- Task: Carry on the film review from the point where it stops, keeping to its formal critical register.

- Text:
------------------------------
However, in its portrayal of Kashmiri leaders as the antagonists, the film inadvertently points a finger at their previous allies in Delhi, suggesting a preference for technical legalities over constitutional ethics. It touches upon the grim possibility of human rights abuses sanctioned by state officials. Yami’s character, Zooni, is asked what she might have done differently following an encounter with militant Burhan Wani. Her response, coupled with later actions, poses a compelling question: are the land and its integration more vital than the lives and welfare of its people?

Veteran actor Raj Zutshi conjures images of both Farooq and Omar Abdullah as a political figure with a sinister edge, while Divya Seth transforms Mehbooba Mufti into a silent yet manipulative character. Arun Govil returns to the screen with poise to portray the Prime Minister, and Kiran Karmarkar presents an impressive contrast as the Home Minister, countering Zutshi’s dramatic portrayal.
------------------------------
(Dataset rows on where objects appear)
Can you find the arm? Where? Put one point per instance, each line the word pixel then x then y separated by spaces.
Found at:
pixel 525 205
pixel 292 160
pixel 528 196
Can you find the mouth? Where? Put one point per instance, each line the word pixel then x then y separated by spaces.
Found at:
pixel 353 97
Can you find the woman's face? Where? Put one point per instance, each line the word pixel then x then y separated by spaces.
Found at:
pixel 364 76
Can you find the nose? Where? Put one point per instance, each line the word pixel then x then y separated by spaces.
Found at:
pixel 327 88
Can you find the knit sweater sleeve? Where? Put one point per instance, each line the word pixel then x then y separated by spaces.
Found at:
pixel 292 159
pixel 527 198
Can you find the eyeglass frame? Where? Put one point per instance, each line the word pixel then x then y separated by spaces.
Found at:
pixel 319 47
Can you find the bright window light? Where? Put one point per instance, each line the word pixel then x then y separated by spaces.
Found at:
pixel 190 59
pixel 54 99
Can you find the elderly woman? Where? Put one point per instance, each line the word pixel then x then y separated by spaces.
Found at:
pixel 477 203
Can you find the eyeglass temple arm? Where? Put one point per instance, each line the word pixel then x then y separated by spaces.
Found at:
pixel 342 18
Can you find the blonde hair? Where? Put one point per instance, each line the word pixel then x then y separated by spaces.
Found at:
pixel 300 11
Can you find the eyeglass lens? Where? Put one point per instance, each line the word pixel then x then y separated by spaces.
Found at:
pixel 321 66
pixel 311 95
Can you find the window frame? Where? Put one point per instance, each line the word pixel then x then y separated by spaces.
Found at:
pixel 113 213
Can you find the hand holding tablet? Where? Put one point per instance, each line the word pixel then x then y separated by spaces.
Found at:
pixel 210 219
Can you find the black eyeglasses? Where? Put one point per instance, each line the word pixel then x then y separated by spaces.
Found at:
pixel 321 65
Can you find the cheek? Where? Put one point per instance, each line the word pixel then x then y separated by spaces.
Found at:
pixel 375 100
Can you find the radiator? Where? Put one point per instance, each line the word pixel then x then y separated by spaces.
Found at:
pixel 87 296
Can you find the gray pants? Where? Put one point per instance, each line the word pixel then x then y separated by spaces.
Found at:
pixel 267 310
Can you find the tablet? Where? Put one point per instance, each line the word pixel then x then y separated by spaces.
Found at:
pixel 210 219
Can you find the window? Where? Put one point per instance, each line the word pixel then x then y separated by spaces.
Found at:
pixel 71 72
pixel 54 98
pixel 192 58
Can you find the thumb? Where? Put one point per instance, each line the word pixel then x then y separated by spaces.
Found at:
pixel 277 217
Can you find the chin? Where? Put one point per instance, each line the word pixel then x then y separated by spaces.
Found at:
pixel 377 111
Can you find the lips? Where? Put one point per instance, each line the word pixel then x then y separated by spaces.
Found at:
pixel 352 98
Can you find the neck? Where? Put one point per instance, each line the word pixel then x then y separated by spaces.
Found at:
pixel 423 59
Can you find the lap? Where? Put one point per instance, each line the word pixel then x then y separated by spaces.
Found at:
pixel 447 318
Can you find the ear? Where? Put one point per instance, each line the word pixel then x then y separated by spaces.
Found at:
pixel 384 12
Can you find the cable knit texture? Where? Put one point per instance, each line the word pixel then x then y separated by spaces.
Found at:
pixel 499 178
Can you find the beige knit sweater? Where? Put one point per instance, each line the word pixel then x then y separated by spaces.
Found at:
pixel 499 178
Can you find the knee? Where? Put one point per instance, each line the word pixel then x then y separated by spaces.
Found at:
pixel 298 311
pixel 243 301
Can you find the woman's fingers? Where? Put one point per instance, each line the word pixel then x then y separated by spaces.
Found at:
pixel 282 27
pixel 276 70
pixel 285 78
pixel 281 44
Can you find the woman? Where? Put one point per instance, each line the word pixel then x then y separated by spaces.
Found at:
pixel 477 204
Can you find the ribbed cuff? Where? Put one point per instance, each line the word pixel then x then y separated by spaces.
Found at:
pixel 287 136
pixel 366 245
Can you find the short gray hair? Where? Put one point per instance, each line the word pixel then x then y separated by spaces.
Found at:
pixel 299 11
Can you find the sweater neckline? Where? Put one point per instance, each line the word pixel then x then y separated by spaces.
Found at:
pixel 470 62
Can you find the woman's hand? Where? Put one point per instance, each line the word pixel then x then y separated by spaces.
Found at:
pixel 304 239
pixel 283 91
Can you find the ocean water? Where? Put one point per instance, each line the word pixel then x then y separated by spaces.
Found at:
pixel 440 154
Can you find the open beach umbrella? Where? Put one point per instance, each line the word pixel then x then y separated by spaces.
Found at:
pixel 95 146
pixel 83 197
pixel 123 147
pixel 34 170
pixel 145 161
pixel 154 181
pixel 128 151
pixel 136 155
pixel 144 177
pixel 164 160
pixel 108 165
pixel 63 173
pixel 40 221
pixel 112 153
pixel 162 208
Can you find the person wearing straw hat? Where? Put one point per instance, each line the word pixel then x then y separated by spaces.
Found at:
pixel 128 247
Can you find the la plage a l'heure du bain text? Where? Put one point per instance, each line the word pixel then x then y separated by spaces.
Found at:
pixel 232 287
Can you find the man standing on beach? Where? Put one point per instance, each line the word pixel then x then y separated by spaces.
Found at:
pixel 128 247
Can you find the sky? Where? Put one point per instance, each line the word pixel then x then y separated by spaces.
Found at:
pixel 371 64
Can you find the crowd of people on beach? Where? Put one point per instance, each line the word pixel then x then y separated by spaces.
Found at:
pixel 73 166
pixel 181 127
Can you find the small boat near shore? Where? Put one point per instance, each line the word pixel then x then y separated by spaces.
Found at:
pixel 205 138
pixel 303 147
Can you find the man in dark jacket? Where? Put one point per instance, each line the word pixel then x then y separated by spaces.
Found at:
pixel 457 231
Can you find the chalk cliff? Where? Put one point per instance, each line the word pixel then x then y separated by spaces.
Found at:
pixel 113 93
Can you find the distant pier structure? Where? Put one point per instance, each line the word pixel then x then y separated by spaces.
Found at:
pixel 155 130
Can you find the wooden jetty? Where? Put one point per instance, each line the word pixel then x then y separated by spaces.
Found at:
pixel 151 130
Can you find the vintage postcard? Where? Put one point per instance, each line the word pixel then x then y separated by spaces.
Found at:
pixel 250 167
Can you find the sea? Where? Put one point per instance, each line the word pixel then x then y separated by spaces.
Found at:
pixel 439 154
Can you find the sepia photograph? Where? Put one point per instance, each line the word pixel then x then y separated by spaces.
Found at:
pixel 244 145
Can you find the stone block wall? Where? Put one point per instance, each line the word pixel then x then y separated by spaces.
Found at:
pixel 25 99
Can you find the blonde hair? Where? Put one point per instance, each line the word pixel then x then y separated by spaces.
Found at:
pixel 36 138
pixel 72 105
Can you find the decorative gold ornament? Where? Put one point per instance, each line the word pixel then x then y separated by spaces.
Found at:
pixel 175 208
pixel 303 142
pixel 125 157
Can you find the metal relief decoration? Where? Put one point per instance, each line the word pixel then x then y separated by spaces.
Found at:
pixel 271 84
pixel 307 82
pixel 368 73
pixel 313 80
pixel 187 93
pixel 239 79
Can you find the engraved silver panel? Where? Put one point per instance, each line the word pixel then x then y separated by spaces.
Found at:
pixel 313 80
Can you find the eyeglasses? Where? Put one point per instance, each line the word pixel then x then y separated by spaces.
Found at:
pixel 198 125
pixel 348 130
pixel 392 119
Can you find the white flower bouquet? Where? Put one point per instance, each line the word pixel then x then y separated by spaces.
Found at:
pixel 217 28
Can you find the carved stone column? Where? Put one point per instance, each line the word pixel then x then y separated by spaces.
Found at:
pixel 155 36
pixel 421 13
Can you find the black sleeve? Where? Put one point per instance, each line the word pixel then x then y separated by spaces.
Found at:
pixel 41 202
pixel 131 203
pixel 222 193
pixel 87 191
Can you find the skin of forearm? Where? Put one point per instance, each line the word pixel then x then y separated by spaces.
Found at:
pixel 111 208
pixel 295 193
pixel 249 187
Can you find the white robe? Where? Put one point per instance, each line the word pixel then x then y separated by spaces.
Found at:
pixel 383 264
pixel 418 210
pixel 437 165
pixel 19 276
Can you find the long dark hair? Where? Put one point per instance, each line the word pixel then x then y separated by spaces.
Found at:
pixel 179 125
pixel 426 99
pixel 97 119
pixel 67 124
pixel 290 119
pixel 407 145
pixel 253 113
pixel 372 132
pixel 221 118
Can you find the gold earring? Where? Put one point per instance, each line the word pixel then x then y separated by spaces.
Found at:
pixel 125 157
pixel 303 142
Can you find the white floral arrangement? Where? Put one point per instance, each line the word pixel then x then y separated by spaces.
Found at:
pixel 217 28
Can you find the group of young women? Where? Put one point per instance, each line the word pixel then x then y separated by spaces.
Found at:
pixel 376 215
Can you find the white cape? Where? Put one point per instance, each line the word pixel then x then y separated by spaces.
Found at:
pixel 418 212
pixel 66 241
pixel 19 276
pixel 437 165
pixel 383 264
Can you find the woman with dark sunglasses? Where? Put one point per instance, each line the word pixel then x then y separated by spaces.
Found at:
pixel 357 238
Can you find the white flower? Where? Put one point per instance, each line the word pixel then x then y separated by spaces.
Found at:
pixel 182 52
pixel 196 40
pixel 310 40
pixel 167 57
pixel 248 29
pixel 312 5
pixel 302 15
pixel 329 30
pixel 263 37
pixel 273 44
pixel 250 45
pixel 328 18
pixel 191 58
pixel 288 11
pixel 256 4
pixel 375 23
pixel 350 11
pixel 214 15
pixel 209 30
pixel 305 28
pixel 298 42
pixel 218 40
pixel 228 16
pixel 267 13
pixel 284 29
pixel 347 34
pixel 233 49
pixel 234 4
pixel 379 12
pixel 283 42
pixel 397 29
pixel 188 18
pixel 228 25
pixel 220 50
------------------------------
- Response:
The film acknowledges the unchanged ‘ecosystem,’ despite shifts in power, itself adopting the mechanisms of the ‘system’ to convey its viewpoint. The narrative stands out for placing two women, Zooni and her deputy secretary played by Priyamani, at the helm of the emotional and political saga; both actresses deliver compelling performances, particularly Gautam, whose portrayal of Zooni morphs from purpose to disillusionment.

Yet, as the story proceeds, it becomes increasingly simplistic, transforming into a portrayal reminiscent of the one-man army trope often seen in Bollywood. It suggests that the filmmakers take a cinematic leap beyond the democratic ethos they represent.

“Article 370” is more than just a film; it is a cinematic statement currently showing in theaters, inviting audiences to revisit and evaluate one of the most impactful decisions in recent Indian history.